*Stated task*: Please write out the material below exactly as given.

-- START Data lines --

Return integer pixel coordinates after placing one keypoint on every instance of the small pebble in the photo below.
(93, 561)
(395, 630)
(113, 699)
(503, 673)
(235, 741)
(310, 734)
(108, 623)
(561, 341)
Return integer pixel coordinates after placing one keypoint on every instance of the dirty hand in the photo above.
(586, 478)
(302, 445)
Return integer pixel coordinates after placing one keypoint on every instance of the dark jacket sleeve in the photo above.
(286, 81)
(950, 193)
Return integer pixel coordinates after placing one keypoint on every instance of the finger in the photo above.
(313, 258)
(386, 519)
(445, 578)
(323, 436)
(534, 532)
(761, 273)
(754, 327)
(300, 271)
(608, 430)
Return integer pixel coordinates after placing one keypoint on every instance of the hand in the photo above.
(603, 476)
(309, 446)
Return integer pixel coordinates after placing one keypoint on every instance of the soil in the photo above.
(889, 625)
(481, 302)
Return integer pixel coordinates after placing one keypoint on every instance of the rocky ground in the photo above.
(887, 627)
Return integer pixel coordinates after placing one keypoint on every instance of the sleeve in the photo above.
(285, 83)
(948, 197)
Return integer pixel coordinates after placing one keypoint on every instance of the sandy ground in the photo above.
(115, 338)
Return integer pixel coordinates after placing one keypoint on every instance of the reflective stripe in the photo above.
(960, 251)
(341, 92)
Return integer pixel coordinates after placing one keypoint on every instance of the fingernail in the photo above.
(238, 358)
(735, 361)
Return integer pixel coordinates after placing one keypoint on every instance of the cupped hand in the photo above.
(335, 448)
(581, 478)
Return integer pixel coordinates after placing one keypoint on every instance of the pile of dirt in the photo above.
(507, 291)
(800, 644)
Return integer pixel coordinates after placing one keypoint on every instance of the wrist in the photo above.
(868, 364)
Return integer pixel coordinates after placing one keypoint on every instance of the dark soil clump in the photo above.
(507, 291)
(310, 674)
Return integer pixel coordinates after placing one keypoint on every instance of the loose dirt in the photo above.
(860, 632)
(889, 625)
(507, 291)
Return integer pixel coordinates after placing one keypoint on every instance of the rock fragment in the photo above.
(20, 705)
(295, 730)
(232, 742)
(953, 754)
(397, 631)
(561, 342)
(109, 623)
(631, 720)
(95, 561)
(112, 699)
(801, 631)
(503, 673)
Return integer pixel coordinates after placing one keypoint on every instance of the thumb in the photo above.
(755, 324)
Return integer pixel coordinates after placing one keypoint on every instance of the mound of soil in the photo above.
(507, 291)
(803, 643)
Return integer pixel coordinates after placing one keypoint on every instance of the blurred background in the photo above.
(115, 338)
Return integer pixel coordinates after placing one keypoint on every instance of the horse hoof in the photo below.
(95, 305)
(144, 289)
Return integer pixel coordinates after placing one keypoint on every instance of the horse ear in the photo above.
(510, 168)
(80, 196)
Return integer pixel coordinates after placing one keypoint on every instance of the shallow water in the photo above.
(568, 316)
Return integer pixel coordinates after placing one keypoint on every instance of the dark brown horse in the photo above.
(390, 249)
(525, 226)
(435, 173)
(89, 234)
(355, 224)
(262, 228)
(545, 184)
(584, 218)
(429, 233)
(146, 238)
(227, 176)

-- END Data lines --

*Solution*:
Return integer pixel coordinates after placing one keypoint on every instance of the small pebble in the photo below.
(93, 561)
(395, 630)
(113, 699)
(503, 673)
(235, 741)
(310, 734)
(108, 623)
(561, 341)
Return integer pixel coordinates after placing one keypoint on every instance of the dirty hand in the photo above.
(586, 478)
(302, 445)
Return integer pixel coordinates after placing one keypoint on every instance of the dark jacket sleeve in the photo above.
(286, 81)
(950, 193)
Return integer pixel coordinates after placing one keypoint on every instance of the finger in the photo above.
(313, 258)
(386, 519)
(445, 578)
(323, 436)
(534, 532)
(761, 273)
(754, 327)
(300, 271)
(608, 430)
Return integer pixel coordinates after placing one keypoint on every instance of the hand in the photo above.
(603, 476)
(309, 446)
Return integer pixel coordinates after placing one keypoint on every instance of the soil in the photo above.
(889, 625)
(481, 302)
Return integer pixel coordinates after placing one keypoint on every instance of the rocky ground in the photo above.
(887, 627)
Return integer pixel coordinates after placing one keypoint on every instance of the sleeve in the photo above.
(285, 83)
(948, 197)
Return integer pixel coordinates after placing one keypoint on every instance of the sandy ground in the photo above.
(115, 338)
Return integer pixel coordinates after placing one keypoint on every instance of the reflective stripe in the photo above.
(960, 251)
(341, 92)
Return integer pixel coordinates after placing one keypoint on every instance of the fingernail in the photo above.
(238, 358)
(735, 361)
Return integer pixel coordinates after placing one keypoint on every instance of the cupped hand in the photo above.
(335, 448)
(581, 478)
Return integer pixel coordinates after placing one keypoint on every instance of the pile of dirt in the photo above.
(507, 291)
(800, 644)
Return integer pixel coordinates after placing one keypoint on every instance of the wrist in the photo above.
(868, 364)
Return integer pixel coordinates after placing one keypoint on every instance of the dark soil clump in the photo above.
(507, 291)
(310, 674)
Return integer pixel coordinates after placing one keypoint on every instance of the loose dirt in the photo above.
(860, 632)
(889, 625)
(507, 291)
Return integer pixel coordinates after placing one keypoint on every instance of the rock fragment in the photo above.
(20, 705)
(295, 730)
(232, 742)
(953, 754)
(397, 631)
(561, 342)
(109, 623)
(631, 720)
(95, 561)
(112, 699)
(801, 631)
(503, 673)
Return integer pixel coordinates after placing one keypoint on every instance of the thumb in the photo above.
(755, 324)
Return integer pixel coordinates after placing one keypoint on every instance of the mound of soil in the photo above.
(507, 291)
(803, 643)
Return integer pixel coordinates after placing one keypoint on every instance of the blurred background in the photo above.
(115, 338)
Return integer pixel coordinates after placing one keypoint on every instance of the horse hoof in the photo below.
(95, 305)
(144, 289)
Return integer pixel coordinates after placing one keypoint on every instance of the horse ear in the photo above.
(510, 168)
(80, 196)
Return integer pixel coordinates after placing one keypoint on every instance of the shallow water in the photo above.
(568, 316)
Return integer pixel coordinates after placing one keypoint on every instance of the dark brown horse in the photo above.
(390, 249)
(525, 226)
(435, 173)
(89, 234)
(355, 224)
(262, 228)
(545, 184)
(584, 218)
(429, 233)
(146, 238)
(227, 176)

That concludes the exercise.